Required work – Write out, word for word, the part of the listing below that opens with the line containing "x=267 y=925" and closes with the line containing "x=1185 y=639", keeping both of those lines and adding no others.

(Information shown Opens)

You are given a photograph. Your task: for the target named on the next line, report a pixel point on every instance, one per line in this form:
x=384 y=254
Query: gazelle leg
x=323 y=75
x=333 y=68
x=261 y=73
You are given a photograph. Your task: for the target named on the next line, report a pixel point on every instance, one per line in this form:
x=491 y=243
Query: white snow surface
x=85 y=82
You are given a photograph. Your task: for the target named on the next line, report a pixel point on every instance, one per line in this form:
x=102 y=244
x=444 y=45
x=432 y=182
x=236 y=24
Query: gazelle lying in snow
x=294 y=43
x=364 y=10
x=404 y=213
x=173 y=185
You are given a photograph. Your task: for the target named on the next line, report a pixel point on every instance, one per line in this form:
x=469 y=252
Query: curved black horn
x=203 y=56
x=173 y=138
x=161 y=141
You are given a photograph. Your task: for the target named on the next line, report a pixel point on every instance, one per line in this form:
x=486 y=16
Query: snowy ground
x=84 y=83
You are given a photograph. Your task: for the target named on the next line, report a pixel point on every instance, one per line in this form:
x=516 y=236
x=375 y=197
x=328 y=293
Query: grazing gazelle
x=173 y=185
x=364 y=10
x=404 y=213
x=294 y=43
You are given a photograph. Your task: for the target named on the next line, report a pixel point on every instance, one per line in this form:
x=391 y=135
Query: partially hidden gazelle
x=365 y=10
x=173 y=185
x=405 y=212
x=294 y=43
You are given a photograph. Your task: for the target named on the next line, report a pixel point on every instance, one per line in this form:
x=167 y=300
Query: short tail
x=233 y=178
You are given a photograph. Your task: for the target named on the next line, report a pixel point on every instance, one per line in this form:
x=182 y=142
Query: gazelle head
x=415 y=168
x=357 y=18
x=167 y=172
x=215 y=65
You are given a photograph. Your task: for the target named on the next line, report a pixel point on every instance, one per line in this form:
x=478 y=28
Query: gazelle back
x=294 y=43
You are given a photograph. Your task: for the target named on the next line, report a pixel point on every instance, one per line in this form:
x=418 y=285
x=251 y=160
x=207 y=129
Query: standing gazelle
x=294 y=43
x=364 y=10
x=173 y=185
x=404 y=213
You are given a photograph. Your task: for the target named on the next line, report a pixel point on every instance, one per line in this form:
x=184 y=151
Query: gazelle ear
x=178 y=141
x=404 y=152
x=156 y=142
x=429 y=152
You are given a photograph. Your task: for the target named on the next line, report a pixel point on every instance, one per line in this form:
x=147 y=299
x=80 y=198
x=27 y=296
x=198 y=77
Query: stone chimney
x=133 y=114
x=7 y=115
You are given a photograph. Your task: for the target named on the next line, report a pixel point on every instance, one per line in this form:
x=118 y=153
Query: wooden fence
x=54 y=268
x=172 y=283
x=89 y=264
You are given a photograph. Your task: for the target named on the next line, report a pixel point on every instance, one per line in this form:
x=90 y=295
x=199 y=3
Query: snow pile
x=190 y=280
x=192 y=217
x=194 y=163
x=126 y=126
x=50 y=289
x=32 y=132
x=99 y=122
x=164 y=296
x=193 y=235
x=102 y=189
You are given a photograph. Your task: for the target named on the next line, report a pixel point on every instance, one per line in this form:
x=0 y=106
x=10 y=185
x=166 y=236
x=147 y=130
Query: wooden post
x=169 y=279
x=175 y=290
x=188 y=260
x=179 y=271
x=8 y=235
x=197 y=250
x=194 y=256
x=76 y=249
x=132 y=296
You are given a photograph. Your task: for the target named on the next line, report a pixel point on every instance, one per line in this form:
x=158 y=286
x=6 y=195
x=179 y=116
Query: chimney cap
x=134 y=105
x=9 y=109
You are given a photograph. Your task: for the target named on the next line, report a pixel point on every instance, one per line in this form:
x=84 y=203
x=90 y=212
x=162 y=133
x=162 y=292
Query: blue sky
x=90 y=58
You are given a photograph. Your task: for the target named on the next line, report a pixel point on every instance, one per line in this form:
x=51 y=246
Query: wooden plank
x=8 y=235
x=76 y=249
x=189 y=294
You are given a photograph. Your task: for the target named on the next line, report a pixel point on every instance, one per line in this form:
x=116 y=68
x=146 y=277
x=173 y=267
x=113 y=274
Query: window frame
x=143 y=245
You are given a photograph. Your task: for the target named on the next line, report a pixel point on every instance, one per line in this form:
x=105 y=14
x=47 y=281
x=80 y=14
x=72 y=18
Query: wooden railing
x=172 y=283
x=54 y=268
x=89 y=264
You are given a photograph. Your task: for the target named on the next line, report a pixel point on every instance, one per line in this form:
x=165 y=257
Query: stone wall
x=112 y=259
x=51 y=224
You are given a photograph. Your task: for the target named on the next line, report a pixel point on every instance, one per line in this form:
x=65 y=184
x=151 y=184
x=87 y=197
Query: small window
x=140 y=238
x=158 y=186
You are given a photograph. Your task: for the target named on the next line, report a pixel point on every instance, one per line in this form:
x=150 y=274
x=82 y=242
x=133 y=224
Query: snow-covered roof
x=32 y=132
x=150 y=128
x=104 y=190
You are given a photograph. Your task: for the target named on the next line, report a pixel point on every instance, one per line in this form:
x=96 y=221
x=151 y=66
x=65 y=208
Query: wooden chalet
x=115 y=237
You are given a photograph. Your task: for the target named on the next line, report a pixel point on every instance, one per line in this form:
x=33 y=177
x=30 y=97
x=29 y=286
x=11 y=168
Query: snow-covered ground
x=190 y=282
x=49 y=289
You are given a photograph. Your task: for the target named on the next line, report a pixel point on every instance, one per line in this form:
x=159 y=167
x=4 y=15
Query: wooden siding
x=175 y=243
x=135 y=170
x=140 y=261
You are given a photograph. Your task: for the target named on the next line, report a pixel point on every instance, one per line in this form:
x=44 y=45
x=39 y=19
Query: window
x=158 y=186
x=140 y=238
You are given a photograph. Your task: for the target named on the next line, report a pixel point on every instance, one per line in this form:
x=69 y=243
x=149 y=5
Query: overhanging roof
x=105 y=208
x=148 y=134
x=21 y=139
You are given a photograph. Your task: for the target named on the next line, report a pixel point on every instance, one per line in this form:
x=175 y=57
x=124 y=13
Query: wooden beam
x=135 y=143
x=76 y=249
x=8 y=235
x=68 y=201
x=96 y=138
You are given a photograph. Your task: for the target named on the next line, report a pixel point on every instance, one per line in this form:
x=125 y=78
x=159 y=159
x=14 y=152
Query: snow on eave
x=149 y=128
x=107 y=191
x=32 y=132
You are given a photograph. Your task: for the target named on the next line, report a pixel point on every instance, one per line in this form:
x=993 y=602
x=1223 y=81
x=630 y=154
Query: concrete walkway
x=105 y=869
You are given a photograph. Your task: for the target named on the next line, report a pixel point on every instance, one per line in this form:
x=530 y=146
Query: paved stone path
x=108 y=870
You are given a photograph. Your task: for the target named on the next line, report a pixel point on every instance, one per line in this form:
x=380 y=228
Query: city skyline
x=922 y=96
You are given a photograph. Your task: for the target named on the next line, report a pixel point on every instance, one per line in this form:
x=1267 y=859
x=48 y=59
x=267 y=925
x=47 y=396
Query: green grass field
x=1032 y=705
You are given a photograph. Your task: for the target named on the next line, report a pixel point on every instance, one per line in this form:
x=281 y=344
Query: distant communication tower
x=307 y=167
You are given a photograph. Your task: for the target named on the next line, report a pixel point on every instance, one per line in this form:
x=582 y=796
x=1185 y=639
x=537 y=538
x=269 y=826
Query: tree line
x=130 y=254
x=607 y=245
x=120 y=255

(Information shown Closes)

Problem solution –
x=267 y=925
x=47 y=396
Query: green grass field
x=1032 y=705
You are given a photograph. Your task: for the target named on the next line, report a pixel point on every instance, one per line in this form:
x=281 y=344
Query: distant communication tower
x=307 y=167
You are given a photograph. Your task: for the target named on the next line, report a pixel point on every instance, one per line in this form:
x=582 y=796
x=1185 y=639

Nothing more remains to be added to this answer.